GIVEN TEXT
Seung-Tae “Bdosin” Choi, Hyeon-Woo “HaGoPeun” Jo, Won-sik “Closer” Jung, and Jong-Seok “Nus” Kim take over the interchangeable slew of support members. Dong-jun “Rascal” Kim and Dong-eun “Hooreg” Lee are the remaining two DPS players, allowing for fundamental changes in the roster when necessary. However, their often-overlooked members are Seung-Hyun “WooHyaL” Seong and Jun-ho “Fury” Kim. WooHyaL and Fury are both flex roles, supporting the back end of the roster. Fury can play either an aggressive D.Va or Zarya, while WooHyaL can be either of the above with some intertwined Roadhog (although the current meta prevents that).
The Problem of Tiers
Belabored upon in the opening, but needed to be detailed with more focus is the problem of tiers in the Overwatch League. There is a dichotomy in the problem; in one hand, tiers are positive and introduce the psychology of comfort watching. The other, however, presents a league in its infancy which has little parity, upsets, and matches carry little surprises outside of those tiers.
However, before moving forward there are two other notions in this problem. Foremost, the Overwatch League’s fanbase will alleviate many of these problems precisely because esports is born out of a love for the game, and by and large, still very niche. The growth of esports to a wider fanbase will come within five years’ time. Hence, in the initial year, having tiers as the status quo is acceptable as the current viewers are in love with the process, not only the results.
The second notion is the most obvious: every sporting league ever will create tiers. The difference in the Overwatch League is the factor of only 12 leagues, hence variety is even further limited.
Delving into an alarmist mentality after one week is premature and a bit harsh. To cut short, tiers become a problem only if other teams become completely incompatible with their presentation and fanbase, and due to infancy, lose revenue and go defunct. Since players are currently on a one-contract basis, there will not be a disparity in free-agency. However, there will be a disparity in connections. Money, esports knowledge, and connection dictate who is successful, and the more success, the more connections.

QUESTIONS ON THE MATERIAL
**1)** Which four players does the Overwatch League article name as the support members? Give each name as the article writes it.
**2)** Can you give the Overwatch League article again, starting with "The second notion" and going on through "even further limited.", with "tiers" swapped out for "hierarchies"?
**3)** Can you carry on the Overwatch League article from where it stops?

RECORDED DATA
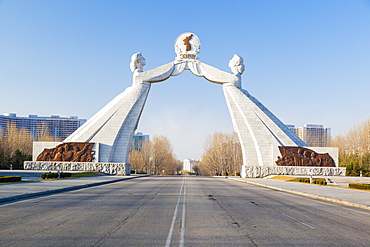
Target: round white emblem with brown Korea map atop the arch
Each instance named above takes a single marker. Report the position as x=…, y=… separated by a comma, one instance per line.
x=187, y=46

ANSWERS FOR THIS EXERCISE
**1)** Seung-Tae “Bdosin” Choi, Hyeon-Woo “HaGoPeun” Jo, Won-sik “Closer” Jung, Jong-Seok “Nus” Kim

**2)**
The second notion is the most obvious: every sporting league ever will create hierarchies. The difference in the Overwatch League is the factor of only 12 leagues, hence variety is even further limited.

**3)**
The Valiant, Fuel, Spitfire, and Dynasty all have top rosters precisely because they were able to net the best pitches in the signing period due to connections. If the connection disparity continues due to intrinsic success and apt boredom, then the tiers will widen, new fans will not come, and the League will wallow in a mediocre niche and become defunct without opportunity.
The answer to this problem is not artificially managing player movement from a league point of view, but hope strategy, practice, and technique will quickly close the gap. Then again, no parity may be a blessing. There is a certain truth to the psychology of fans being comfortable knowing who and what to watch on a consistent basis. Having teams such as the Valiant or Dynasty being complete dominate at least provides fantastic gameplay to watch.
Best Matchups to Watch
With three matchups per day, and each match ranging from 90 minutes to two hours, here is the (predicted) best match to watch each day of the week. (All times are in Pacific Standard Time)
Wednesday January 17th – Houston Outlaws vs. Shanghai Dragons (8PM)
Watch the match between number 11 and 12 in the power rankings? Do so, because Overwatch is fundamentally fun no matter who plays. One of the differences between esports and on-field sports, is esports still can look exquisite when two bad teams play each other. When two bad teams play each other in football, watching is a difficult sell. No matter, the Outlaws and Dragons will be battling each other for the respective 11 seed next week – watch for better execution from the Outlaws while the Dragons refine their technical approach.
Thursday January 18th – Philadelphia Fusion vs. Los Angeles Gladiators (6PM)
The Fusion and Gladiators is an intriguing matchup of two question marks. The Fusion will be battling an opponent more apt to their tier, while the Gladiators will be taking on a squad looking to squash and contrived opinions. The Fusion and Gladiators are both young, inexperienced teams with a theme of inflexibility. They are good where they are good, and bad where they are bad. Naturally, however, this is a matchup allowing for some more inexperienced aspects of their strategy to more thoroughly vetted.
Friday January 19th – London Spitfire vs. Dallas Fuel (8PM)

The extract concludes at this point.